# [Extract provided]
──────────

In Kavkazskiy kalendar, Berzhe began publishing his works about the peoples of Dagestan and Chechnya. These works, which were describing recent events, contained a large amount of raw historical data. This was later recognized by Berzhe's himself, who in 1879 critically reviewed his work Chechnya i chechentsy (Chechnya and the Chechens), noting that, as "the first experience of this kind, this work is not without great shortcomings".

In 1857, Berzhe was appointed the head of the Tiflis Public Library. In 1861 he published the library's catalogue.

In 1858, Berzhe visited Dagestan in search of the rumored Utsmi chest, a chest containing ancient manuscripts which once belonged to an utsmi of Kaitag. With the help of the local administration and especially Dagestani scholars, notably Imam Shamil's former philosophy teacher Bin Khitinou Lachinilou, the chest was found. There was a rich collection of manuscripts in the chest that was later transferred to the Imperial Russian Academy of Sciences. It included a manuscript of The History of the Three Imams ( The Shining of Dagestani Swords) by Muhammad Tahir al-Qarakhi, a history of the Caucasian War from the Caucasian perspective. Berzhe also found a magnificent handwritten ancient copy of the Quran in one of the mosques of Khunzakh. It contained the genealogy of the Avar khans in its postscript that was published by Berzhe in one of the volumes of the Acts of the Caucasian Archaeographic Commission. In addition, in Temir-Khan-Shura, Prince Dzhoradze gifted Berzhe the manuscript Chronicle of Dagestan. Berzhe's visit to Dagestan was unusually fruitful and it was covered in the first issues of the newspaper Kavkaz for 1862.

──────────

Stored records

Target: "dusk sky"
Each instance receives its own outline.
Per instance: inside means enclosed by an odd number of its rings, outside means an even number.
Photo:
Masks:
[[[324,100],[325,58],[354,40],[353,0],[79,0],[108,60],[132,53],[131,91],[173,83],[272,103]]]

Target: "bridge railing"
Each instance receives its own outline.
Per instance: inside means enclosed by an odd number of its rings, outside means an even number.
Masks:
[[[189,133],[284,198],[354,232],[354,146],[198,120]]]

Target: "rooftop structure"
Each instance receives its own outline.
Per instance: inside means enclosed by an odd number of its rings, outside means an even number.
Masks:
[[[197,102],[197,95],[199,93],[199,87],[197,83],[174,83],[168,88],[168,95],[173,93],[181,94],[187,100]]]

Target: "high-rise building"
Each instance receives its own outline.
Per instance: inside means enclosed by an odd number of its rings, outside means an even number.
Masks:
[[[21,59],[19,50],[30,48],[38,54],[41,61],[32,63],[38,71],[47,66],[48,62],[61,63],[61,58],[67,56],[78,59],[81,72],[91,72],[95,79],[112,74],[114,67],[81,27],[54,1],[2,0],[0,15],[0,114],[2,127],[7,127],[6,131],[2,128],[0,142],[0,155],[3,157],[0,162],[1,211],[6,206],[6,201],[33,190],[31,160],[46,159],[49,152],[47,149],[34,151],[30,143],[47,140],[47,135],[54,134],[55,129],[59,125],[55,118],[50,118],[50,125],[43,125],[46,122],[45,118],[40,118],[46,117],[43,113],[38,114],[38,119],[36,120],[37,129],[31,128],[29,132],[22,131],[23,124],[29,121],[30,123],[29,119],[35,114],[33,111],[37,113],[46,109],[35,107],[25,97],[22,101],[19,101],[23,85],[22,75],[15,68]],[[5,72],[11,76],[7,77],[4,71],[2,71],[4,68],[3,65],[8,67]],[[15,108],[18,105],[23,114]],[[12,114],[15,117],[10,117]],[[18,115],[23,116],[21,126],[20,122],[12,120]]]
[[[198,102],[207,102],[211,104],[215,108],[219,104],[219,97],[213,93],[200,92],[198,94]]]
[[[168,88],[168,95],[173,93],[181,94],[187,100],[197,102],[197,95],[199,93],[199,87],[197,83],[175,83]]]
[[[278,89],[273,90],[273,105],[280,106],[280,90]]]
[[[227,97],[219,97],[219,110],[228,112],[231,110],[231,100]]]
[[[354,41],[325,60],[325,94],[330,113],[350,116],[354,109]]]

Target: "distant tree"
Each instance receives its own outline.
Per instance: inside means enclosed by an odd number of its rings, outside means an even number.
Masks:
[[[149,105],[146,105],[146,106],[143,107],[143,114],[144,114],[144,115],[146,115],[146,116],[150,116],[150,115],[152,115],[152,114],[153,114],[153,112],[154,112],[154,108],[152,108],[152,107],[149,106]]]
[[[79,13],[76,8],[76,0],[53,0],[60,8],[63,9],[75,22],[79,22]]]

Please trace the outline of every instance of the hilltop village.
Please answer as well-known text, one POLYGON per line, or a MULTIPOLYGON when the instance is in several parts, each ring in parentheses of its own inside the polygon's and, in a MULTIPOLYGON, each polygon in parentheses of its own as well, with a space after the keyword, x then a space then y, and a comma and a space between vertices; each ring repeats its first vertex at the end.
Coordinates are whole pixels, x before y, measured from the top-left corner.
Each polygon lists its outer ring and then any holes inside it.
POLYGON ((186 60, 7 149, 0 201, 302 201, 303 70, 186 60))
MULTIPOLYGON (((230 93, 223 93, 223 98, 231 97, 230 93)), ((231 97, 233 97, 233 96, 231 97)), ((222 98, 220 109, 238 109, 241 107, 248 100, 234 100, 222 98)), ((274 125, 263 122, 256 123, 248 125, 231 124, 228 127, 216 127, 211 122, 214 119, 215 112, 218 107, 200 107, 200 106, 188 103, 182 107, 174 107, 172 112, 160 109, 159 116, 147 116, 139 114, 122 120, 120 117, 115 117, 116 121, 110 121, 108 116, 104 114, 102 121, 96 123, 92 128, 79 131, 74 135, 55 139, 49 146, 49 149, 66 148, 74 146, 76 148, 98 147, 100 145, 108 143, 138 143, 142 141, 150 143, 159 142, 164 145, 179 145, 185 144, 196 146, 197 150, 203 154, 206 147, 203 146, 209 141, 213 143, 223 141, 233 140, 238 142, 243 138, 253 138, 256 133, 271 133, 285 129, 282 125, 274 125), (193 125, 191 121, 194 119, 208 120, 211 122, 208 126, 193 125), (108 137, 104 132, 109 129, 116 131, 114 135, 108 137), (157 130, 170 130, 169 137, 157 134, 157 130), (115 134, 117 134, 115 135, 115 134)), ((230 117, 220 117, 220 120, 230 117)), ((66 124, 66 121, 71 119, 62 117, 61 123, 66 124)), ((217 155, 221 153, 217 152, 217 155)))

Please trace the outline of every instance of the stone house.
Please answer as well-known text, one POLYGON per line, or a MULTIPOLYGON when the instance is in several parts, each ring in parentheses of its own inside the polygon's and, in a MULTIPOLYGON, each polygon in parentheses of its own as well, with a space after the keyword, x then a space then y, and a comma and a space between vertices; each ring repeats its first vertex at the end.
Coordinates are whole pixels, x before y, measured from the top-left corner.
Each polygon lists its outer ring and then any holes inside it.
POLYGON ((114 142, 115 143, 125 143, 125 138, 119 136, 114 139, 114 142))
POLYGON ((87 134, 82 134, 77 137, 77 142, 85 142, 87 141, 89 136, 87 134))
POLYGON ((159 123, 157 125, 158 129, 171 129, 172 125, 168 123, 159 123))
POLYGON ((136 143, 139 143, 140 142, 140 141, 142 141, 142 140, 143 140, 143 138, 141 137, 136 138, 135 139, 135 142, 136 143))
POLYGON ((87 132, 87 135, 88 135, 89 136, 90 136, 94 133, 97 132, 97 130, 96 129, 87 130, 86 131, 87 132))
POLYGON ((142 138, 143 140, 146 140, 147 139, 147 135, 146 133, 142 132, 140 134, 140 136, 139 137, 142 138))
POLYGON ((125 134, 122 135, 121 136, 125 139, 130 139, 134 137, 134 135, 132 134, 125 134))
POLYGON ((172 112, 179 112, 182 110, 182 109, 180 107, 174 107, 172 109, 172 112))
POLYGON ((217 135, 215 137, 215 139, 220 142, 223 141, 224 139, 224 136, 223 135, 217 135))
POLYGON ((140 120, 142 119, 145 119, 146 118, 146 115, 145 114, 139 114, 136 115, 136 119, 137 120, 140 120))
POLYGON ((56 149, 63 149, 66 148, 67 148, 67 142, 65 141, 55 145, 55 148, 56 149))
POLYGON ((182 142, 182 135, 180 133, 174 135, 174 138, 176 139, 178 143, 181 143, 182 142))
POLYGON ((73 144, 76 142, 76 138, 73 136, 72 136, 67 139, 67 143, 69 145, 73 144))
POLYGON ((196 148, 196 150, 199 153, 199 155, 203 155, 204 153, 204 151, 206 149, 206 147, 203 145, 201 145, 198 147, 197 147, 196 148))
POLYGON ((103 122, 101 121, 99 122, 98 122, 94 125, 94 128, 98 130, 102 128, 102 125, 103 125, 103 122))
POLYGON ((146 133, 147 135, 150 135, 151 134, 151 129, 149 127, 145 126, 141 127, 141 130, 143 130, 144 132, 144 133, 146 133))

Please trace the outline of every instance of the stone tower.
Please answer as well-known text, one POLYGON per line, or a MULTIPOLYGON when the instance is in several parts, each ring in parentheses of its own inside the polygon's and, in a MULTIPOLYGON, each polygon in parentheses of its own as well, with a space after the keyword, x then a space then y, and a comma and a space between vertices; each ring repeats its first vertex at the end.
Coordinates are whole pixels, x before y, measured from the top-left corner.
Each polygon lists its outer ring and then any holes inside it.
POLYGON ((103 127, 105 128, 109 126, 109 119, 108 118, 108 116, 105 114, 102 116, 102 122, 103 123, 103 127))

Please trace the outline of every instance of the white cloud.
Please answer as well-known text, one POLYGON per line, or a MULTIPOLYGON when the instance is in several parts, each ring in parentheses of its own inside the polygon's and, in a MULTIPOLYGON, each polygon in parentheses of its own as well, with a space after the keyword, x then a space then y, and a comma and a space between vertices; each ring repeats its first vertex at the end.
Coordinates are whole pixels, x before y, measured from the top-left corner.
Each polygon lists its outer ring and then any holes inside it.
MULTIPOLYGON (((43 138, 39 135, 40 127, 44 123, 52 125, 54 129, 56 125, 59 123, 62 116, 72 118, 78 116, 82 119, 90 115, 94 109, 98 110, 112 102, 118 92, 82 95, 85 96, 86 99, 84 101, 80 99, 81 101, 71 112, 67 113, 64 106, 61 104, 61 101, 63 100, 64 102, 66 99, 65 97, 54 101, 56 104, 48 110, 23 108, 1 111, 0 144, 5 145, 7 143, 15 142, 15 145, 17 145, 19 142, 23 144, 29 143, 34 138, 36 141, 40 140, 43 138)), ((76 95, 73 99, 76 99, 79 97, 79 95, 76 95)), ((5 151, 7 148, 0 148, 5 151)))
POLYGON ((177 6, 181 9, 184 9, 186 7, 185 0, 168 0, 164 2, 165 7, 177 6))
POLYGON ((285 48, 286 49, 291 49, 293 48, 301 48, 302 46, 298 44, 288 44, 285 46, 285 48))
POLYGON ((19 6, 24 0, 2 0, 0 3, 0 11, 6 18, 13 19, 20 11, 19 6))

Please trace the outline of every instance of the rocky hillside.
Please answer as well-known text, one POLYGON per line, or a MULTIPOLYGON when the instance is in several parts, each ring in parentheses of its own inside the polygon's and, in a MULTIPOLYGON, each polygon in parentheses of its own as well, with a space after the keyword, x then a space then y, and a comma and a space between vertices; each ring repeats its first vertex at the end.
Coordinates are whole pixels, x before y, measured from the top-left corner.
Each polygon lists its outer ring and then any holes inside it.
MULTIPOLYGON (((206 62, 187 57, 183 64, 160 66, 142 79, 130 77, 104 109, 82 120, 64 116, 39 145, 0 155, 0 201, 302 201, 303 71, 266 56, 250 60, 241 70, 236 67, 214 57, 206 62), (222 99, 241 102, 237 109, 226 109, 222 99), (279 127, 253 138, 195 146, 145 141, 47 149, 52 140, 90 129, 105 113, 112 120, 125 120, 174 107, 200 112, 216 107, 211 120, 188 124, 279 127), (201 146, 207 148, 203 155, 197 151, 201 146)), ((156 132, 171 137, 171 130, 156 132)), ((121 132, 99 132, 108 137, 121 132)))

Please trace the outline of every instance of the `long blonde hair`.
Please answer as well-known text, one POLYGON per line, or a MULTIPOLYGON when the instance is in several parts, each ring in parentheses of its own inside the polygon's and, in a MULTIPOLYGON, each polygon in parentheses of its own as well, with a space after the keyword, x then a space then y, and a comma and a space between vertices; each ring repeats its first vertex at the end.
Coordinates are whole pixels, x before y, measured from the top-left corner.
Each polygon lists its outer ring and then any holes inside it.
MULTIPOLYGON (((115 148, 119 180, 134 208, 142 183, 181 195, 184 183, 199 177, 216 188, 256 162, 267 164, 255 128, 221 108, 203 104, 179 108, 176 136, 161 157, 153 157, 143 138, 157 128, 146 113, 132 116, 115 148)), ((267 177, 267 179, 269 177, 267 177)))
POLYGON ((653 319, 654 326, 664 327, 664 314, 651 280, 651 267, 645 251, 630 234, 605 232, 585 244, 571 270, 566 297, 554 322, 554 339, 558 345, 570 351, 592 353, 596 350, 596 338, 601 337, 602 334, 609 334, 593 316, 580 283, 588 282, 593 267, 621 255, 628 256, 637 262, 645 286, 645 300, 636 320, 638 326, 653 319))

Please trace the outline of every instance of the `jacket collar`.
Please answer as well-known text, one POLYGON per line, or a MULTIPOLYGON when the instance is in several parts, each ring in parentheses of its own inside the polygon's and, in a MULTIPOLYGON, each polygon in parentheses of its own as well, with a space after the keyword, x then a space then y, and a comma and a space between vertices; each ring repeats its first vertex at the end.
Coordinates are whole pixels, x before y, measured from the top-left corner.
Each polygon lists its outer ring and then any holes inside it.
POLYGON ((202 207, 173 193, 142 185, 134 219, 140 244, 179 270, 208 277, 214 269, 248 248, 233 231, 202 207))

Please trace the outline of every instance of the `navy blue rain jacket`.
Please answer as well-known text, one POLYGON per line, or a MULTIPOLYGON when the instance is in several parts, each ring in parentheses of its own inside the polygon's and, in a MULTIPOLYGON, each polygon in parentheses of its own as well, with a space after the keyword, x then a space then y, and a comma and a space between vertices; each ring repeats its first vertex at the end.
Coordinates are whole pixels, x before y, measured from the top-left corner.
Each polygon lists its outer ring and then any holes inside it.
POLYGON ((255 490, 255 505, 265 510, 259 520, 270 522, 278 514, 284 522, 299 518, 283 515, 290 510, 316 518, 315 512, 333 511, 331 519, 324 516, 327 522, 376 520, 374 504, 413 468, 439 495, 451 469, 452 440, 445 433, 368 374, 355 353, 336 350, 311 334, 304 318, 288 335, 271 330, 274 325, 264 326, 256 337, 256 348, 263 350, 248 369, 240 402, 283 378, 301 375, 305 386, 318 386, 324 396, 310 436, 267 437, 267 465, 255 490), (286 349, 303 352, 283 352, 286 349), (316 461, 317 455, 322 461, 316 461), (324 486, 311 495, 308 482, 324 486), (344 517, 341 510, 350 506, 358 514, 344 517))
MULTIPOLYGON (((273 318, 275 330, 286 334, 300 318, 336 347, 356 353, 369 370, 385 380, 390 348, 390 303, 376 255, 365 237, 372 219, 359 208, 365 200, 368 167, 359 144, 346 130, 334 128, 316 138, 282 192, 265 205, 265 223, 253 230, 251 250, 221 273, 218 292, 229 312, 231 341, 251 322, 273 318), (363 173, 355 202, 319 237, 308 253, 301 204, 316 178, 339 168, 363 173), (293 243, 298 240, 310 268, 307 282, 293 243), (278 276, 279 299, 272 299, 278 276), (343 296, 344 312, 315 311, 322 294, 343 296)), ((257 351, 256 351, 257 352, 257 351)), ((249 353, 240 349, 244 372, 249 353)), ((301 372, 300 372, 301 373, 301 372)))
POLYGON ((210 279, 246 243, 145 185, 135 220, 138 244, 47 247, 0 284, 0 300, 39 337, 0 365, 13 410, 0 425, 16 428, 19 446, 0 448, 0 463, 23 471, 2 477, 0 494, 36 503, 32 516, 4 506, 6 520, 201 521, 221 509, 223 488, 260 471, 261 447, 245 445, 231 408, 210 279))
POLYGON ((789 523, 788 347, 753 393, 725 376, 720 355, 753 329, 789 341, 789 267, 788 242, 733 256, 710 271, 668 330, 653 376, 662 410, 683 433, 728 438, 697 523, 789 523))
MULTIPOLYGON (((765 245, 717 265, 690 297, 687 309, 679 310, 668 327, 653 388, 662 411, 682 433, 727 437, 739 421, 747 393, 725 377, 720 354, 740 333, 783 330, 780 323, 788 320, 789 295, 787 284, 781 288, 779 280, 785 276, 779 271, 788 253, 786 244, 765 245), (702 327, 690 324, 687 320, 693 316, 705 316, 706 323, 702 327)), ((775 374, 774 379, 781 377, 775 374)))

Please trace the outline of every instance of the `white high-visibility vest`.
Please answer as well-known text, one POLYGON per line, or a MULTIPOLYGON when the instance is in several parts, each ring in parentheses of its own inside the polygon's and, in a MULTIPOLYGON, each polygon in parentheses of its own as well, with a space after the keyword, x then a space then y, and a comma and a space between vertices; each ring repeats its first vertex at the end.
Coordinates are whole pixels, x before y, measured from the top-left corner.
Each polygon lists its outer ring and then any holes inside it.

──────────

# [Directions]
Retype the passage on Berzhe's work in the Caucasus from "In Kavkazskiy kalendar, Berzhe" up to and including "the library's catalogue.".

# [Answer to this exercise]
In Kavkazskiy kalendar, Berzhe began publishing his works about the peoples of Dagestan and Chechnya. These works, which were describing recent events, contained a large amount of raw historical data. This was later recognized by Berzhe's himself, who in 1879 critically reviewed his work Chechnya i chechentsy (Chechnya and the Chechens), noting that, as "the first experience of this kind, this work is not without great shortcomings".

In 1857, Berzhe was appointed the head of the Tiflis Public Library. In 1861 he published the library's catalogue.